*Goal:*
Repeat exactly, and only, the lines from the one containing "Please point out the truck" through the end of the records.

*Provided data:*

################

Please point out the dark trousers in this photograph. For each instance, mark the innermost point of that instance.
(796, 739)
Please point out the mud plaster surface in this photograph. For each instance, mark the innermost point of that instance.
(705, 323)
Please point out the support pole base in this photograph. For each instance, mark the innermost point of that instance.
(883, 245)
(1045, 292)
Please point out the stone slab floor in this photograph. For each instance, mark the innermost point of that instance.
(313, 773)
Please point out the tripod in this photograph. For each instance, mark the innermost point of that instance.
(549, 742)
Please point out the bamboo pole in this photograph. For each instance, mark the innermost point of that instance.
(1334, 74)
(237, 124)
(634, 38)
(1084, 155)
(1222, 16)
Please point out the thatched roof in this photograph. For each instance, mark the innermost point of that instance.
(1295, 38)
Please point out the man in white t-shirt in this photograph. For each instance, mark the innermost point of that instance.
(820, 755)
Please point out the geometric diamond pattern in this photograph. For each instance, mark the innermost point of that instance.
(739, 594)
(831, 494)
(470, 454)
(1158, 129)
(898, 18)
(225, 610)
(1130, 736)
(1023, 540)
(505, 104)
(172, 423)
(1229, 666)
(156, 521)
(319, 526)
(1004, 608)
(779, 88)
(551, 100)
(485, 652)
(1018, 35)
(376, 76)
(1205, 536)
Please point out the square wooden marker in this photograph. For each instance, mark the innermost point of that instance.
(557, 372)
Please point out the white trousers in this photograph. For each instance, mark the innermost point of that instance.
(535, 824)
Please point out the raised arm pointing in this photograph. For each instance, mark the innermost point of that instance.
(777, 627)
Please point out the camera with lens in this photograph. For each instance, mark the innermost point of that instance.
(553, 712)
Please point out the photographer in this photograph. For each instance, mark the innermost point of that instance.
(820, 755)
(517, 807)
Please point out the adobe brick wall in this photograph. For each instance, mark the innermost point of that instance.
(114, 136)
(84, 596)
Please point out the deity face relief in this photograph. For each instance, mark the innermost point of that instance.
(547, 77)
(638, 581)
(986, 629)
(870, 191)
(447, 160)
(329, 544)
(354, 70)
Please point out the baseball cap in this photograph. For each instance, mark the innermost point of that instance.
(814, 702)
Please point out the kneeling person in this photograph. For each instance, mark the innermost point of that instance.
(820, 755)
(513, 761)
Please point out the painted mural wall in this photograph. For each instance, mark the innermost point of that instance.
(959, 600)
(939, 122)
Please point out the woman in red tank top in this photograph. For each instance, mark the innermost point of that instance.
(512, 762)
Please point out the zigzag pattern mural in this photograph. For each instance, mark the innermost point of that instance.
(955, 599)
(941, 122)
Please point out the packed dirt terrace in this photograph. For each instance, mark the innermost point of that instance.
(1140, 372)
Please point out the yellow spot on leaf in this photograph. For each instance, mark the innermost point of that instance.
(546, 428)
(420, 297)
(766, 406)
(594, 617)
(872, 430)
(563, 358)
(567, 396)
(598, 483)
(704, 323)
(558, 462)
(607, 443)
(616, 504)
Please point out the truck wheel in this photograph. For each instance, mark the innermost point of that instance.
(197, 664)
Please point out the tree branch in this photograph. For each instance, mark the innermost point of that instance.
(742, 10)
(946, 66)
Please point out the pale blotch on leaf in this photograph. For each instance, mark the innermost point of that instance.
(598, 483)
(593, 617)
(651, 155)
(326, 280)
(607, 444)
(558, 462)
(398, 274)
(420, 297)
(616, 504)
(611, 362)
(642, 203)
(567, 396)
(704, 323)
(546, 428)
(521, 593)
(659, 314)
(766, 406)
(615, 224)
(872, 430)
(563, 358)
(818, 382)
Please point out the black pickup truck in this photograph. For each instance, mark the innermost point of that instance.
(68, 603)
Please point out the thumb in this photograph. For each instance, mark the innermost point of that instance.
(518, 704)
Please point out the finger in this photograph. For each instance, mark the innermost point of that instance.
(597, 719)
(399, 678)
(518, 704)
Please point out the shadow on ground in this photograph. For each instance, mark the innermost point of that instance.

################

*Final answer:*
Please point out the truck wheel in this photograph. For each instance, mark the innermost point of that instance.
(197, 664)
Please point out the tree branch in this photograph. For each instance, mark the innermost point of that instance.
(742, 10)
(946, 66)
Please point out the pale blotch on leaf in this photograph. For each instance, mark the innermost point of that instance.
(598, 483)
(593, 617)
(651, 155)
(326, 280)
(607, 444)
(558, 462)
(398, 274)
(420, 297)
(616, 504)
(611, 362)
(642, 203)
(567, 396)
(704, 323)
(546, 428)
(521, 593)
(659, 314)
(766, 406)
(615, 224)
(872, 430)
(563, 358)
(818, 382)
Please point out the black pickup truck in this photograph. For each instance, mark the innermost point of that instance.
(68, 603)
Please point out the thumb in this photograph. For each instance, mark the innermost point of that instance.
(518, 704)
Please point out the finger in this photograph. For each instance, mark the innermost point of that instance.
(597, 719)
(399, 678)
(518, 704)
Please point out the shadow on ground in this photograph. For each instance, mark the innermost point of that instance.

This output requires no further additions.